Problem description >>
Pictures aside, return all of the records exactly as they stand.
====== Records provided ======
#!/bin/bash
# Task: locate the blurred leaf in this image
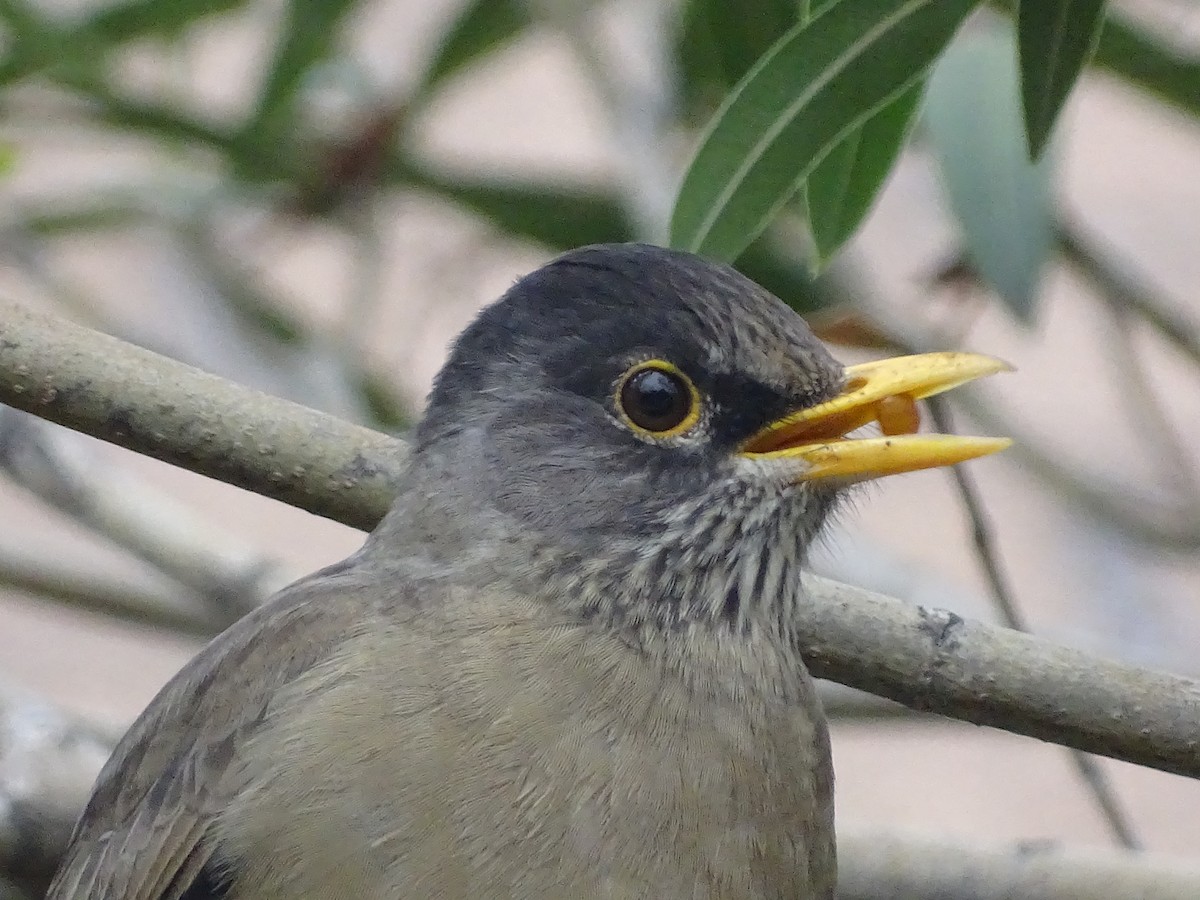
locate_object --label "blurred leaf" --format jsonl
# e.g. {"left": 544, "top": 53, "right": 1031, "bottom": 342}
{"left": 676, "top": 0, "right": 797, "bottom": 117}
{"left": 0, "top": 0, "right": 245, "bottom": 86}
{"left": 22, "top": 202, "right": 149, "bottom": 236}
{"left": 359, "top": 372, "right": 412, "bottom": 431}
{"left": 392, "top": 158, "right": 633, "bottom": 250}
{"left": 83, "top": 0, "right": 246, "bottom": 42}
{"left": 735, "top": 232, "right": 828, "bottom": 316}
{"left": 924, "top": 20, "right": 1054, "bottom": 322}
{"left": 215, "top": 283, "right": 307, "bottom": 346}
{"left": 236, "top": 0, "right": 357, "bottom": 179}
{"left": 0, "top": 0, "right": 40, "bottom": 27}
{"left": 805, "top": 82, "right": 922, "bottom": 266}
{"left": 1091, "top": 13, "right": 1200, "bottom": 120}
{"left": 1017, "top": 0, "right": 1107, "bottom": 158}
{"left": 182, "top": 224, "right": 310, "bottom": 346}
{"left": 0, "top": 142, "right": 17, "bottom": 176}
{"left": 0, "top": 3, "right": 105, "bottom": 85}
{"left": 669, "top": 0, "right": 977, "bottom": 262}
{"left": 414, "top": 0, "right": 530, "bottom": 104}
{"left": 72, "top": 84, "right": 245, "bottom": 158}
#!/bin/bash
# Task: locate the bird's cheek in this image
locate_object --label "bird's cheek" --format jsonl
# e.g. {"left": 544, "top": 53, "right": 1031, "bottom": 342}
{"left": 480, "top": 436, "right": 624, "bottom": 536}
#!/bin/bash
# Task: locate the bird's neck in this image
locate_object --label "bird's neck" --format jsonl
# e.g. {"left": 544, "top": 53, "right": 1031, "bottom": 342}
{"left": 370, "top": 469, "right": 823, "bottom": 653}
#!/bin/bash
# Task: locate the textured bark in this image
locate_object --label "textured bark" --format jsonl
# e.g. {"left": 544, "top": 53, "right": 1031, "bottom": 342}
{"left": 838, "top": 829, "right": 1200, "bottom": 899}
{"left": 0, "top": 299, "right": 404, "bottom": 531}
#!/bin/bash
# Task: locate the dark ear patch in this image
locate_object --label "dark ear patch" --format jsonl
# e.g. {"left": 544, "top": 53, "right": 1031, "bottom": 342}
{"left": 177, "top": 856, "right": 235, "bottom": 900}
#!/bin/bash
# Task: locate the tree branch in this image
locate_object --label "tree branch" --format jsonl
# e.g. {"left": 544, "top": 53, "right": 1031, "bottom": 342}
{"left": 3, "top": 299, "right": 1200, "bottom": 778}
{"left": 797, "top": 575, "right": 1200, "bottom": 778}
{"left": 0, "top": 543, "right": 219, "bottom": 637}
{"left": 837, "top": 829, "right": 1200, "bottom": 900}
{"left": 929, "top": 398, "right": 1142, "bottom": 849}
{"left": 0, "top": 299, "right": 404, "bottom": 531}
{"left": 0, "top": 409, "right": 296, "bottom": 622}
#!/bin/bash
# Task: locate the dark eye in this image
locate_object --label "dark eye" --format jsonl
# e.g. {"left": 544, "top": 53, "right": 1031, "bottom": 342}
{"left": 618, "top": 365, "right": 698, "bottom": 435}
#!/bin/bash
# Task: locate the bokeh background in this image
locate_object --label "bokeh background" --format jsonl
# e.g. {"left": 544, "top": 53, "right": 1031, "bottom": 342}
{"left": 2, "top": 0, "right": 1199, "bottom": 872}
======
Result for this task >>
#!/bin/bash
# Task: locate the blurred leaf in this image
locate_object --label "blurred leaf" --format jsonl
# e.g. {"left": 544, "top": 53, "right": 1031, "bottom": 342}
{"left": 676, "top": 0, "right": 797, "bottom": 117}
{"left": 0, "top": 0, "right": 245, "bottom": 86}
{"left": 22, "top": 202, "right": 149, "bottom": 236}
{"left": 359, "top": 372, "right": 412, "bottom": 431}
{"left": 392, "top": 158, "right": 633, "bottom": 250}
{"left": 83, "top": 0, "right": 246, "bottom": 42}
{"left": 735, "top": 232, "right": 828, "bottom": 316}
{"left": 924, "top": 20, "right": 1054, "bottom": 322}
{"left": 215, "top": 283, "right": 307, "bottom": 346}
{"left": 236, "top": 0, "right": 357, "bottom": 179}
{"left": 0, "top": 0, "right": 40, "bottom": 27}
{"left": 805, "top": 82, "right": 922, "bottom": 266}
{"left": 1091, "top": 13, "right": 1200, "bottom": 120}
{"left": 1017, "top": 0, "right": 1107, "bottom": 158}
{"left": 182, "top": 224, "right": 310, "bottom": 346}
{"left": 0, "top": 142, "right": 17, "bottom": 176}
{"left": 0, "top": 3, "right": 105, "bottom": 85}
{"left": 669, "top": 0, "right": 977, "bottom": 262}
{"left": 414, "top": 0, "right": 530, "bottom": 104}
{"left": 72, "top": 84, "right": 245, "bottom": 158}
#!/bin/bash
# Task: locate the bird's cheek in this image
locate_object --label "bird's cheek" --format jsonl
# e.g. {"left": 544, "top": 53, "right": 1031, "bottom": 342}
{"left": 480, "top": 436, "right": 624, "bottom": 536}
#!/bin/bash
# Task: locate the bird's neck in this image
locate_object --label "bird's neck" --format jsonl
# e.g. {"left": 544, "top": 53, "right": 1031, "bottom": 342}
{"left": 370, "top": 469, "right": 823, "bottom": 653}
#!/bin/bash
# Task: locate the textured bark in this image
locate_object --label "textured bark" --format jsonl
# e.g. {"left": 544, "top": 53, "right": 1031, "bottom": 342}
{"left": 838, "top": 829, "right": 1200, "bottom": 899}
{"left": 0, "top": 299, "right": 404, "bottom": 531}
#!/bin/bash
# Task: locate the dark ear patch in this image
locate_object --label "dark ear patch" --format jsonl
# e.g. {"left": 544, "top": 53, "right": 1031, "bottom": 342}
{"left": 177, "top": 856, "right": 235, "bottom": 900}
#!/bin/bash
# Task: locate the tree branch in this image
locate_object --label "tree branch" --format jsonl
# e.g. {"left": 544, "top": 53, "right": 1031, "bottom": 342}
{"left": 3, "top": 299, "right": 1200, "bottom": 778}
{"left": 797, "top": 575, "right": 1200, "bottom": 778}
{"left": 0, "top": 543, "right": 219, "bottom": 637}
{"left": 837, "top": 829, "right": 1200, "bottom": 900}
{"left": 929, "top": 398, "right": 1142, "bottom": 849}
{"left": 0, "top": 299, "right": 404, "bottom": 531}
{"left": 0, "top": 409, "right": 296, "bottom": 622}
#!/bin/bash
# Task: locate the dark eye in this image
locate_object --label "dark eye" --format jsonl
# e.g. {"left": 544, "top": 53, "right": 1031, "bottom": 342}
{"left": 618, "top": 365, "right": 698, "bottom": 435}
#!/bin/bash
# Task: locate the bokeh background in this image
locate_object --label "bokeh background" --format jsonl
# e.g. {"left": 544, "top": 53, "right": 1031, "bottom": 342}
{"left": 2, "top": 0, "right": 1199, "bottom": 872}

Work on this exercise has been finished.